* **Exercise prompt**:
The material is to be repeated exactly, from first line to last.

┄┄┄┄┄┄┄┄┄┄

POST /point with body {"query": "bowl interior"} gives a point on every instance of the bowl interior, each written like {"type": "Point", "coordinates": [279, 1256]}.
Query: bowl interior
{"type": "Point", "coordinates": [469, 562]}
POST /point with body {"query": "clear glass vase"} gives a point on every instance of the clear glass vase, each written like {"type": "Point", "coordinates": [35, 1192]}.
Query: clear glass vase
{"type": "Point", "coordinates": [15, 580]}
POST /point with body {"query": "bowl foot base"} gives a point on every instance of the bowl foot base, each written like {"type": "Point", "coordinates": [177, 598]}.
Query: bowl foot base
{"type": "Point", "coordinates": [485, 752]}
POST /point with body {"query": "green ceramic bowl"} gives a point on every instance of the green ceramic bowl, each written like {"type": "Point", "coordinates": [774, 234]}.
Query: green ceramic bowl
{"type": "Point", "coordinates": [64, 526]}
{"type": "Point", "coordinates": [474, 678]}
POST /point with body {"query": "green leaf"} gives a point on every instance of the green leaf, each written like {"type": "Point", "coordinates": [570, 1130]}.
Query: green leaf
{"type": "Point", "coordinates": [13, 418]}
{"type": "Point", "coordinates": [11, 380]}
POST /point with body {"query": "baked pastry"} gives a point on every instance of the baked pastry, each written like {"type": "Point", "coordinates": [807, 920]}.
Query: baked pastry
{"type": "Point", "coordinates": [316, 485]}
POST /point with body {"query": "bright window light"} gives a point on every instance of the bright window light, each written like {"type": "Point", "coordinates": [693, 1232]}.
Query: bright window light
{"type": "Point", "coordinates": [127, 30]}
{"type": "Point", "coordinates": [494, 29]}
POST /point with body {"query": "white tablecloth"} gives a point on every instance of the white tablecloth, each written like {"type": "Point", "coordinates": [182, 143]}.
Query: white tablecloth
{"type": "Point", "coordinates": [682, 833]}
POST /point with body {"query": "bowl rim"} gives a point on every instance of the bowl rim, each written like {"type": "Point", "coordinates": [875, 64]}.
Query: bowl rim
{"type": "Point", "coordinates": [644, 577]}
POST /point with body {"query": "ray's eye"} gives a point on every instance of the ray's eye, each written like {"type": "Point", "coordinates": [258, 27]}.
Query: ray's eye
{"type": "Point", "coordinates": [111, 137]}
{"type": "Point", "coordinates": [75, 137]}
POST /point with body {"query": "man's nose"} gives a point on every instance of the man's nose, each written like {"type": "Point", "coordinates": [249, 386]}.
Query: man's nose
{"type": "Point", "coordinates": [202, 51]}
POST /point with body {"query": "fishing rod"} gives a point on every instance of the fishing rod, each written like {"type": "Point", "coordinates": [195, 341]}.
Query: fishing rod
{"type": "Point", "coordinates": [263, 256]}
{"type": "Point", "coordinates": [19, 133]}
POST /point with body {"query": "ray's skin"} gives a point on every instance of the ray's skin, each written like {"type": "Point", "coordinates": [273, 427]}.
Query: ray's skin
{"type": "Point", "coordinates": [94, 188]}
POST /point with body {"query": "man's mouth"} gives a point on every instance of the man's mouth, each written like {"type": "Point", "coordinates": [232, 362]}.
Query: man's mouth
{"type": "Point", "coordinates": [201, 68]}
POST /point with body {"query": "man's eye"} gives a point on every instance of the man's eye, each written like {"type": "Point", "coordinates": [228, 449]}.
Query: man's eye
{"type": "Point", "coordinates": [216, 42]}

┄┄┄┄┄┄┄┄┄┄

* **Answer space**:
POST /point with body {"query": "bowl interior"} gives a point on every instance of the bowl interior, each written like {"type": "Point", "coordinates": [279, 1256]}.
Query: bowl interior
{"type": "Point", "coordinates": [469, 562]}
POST /point with body {"query": "clear glass vase"} gives a point on every instance of the clear glass vase, each written like {"type": "Point", "coordinates": [35, 1192]}.
Query: clear glass vase
{"type": "Point", "coordinates": [15, 580]}
POST /point with body {"query": "bowl foot base"} gives a point on every instance of the bowl foot base, each written like {"type": "Point", "coordinates": [177, 598]}.
Query: bowl foot base
{"type": "Point", "coordinates": [485, 752]}
POST /point with body {"query": "green ceramic bowl"} gives a point on every instance of the green ceramic bowl, each written like {"type": "Point", "coordinates": [774, 234]}.
Query: green ceramic bowl
{"type": "Point", "coordinates": [64, 526]}
{"type": "Point", "coordinates": [474, 678]}
POST /point with body {"query": "green leaf"} gives a point on every instance of the green leaf, each written like {"type": "Point", "coordinates": [570, 1130]}.
Query: green leaf
{"type": "Point", "coordinates": [13, 418]}
{"type": "Point", "coordinates": [11, 380]}
POST /point with body {"query": "baked pastry"} gives a point on every instance of the baked pastry, each written like {"type": "Point", "coordinates": [807, 920]}.
Query: baked pastry
{"type": "Point", "coordinates": [316, 485]}
POST /point with body {"query": "bright window light"} gives a point on every instance of the bright window light, each written like {"type": "Point", "coordinates": [693, 1232]}.
Query: bright window light
{"type": "Point", "coordinates": [127, 30]}
{"type": "Point", "coordinates": [494, 29]}
POST /point with body {"query": "white tablecloth"} gives a point on every instance of the white tablecloth, each written like {"type": "Point", "coordinates": [182, 143]}.
Query: white tablecloth
{"type": "Point", "coordinates": [682, 833]}
POST /point with body {"query": "bowl rim"} gives a point on every instance of the bowl rim, each written like {"type": "Point", "coordinates": [875, 64]}.
Query: bowl rim
{"type": "Point", "coordinates": [644, 577]}
POST /point with body {"query": "ray's eye"} gives a point on every instance of the ray's eye, each written like {"type": "Point", "coordinates": [258, 27]}.
Query: ray's eye
{"type": "Point", "coordinates": [111, 137]}
{"type": "Point", "coordinates": [75, 137]}
POST /point with body {"query": "man's nose"} gives a point on every instance of the man's nose, each written like {"type": "Point", "coordinates": [249, 386]}.
Query: man's nose
{"type": "Point", "coordinates": [202, 51]}
POST /point with body {"query": "fishing rod"} gives a point on every instance of the fishing rod, each written like {"type": "Point", "coordinates": [195, 341]}.
Query: fishing rod
{"type": "Point", "coordinates": [263, 256]}
{"type": "Point", "coordinates": [19, 133]}
POST /point with body {"query": "ray's skin"} gives a point on every instance of the ray's skin, each written like {"type": "Point", "coordinates": [273, 427]}.
Query: ray's skin
{"type": "Point", "coordinates": [94, 188]}
POST /point with body {"query": "man's mouth"} gives a point on every instance of the man's mouth, each written like {"type": "Point", "coordinates": [232, 362]}.
Query: man's mouth
{"type": "Point", "coordinates": [201, 68]}
POST /point with body {"query": "man's eye"} gives a point on every instance of the man's eye, each written like {"type": "Point", "coordinates": [228, 449]}.
Query: man's eye
{"type": "Point", "coordinates": [216, 42]}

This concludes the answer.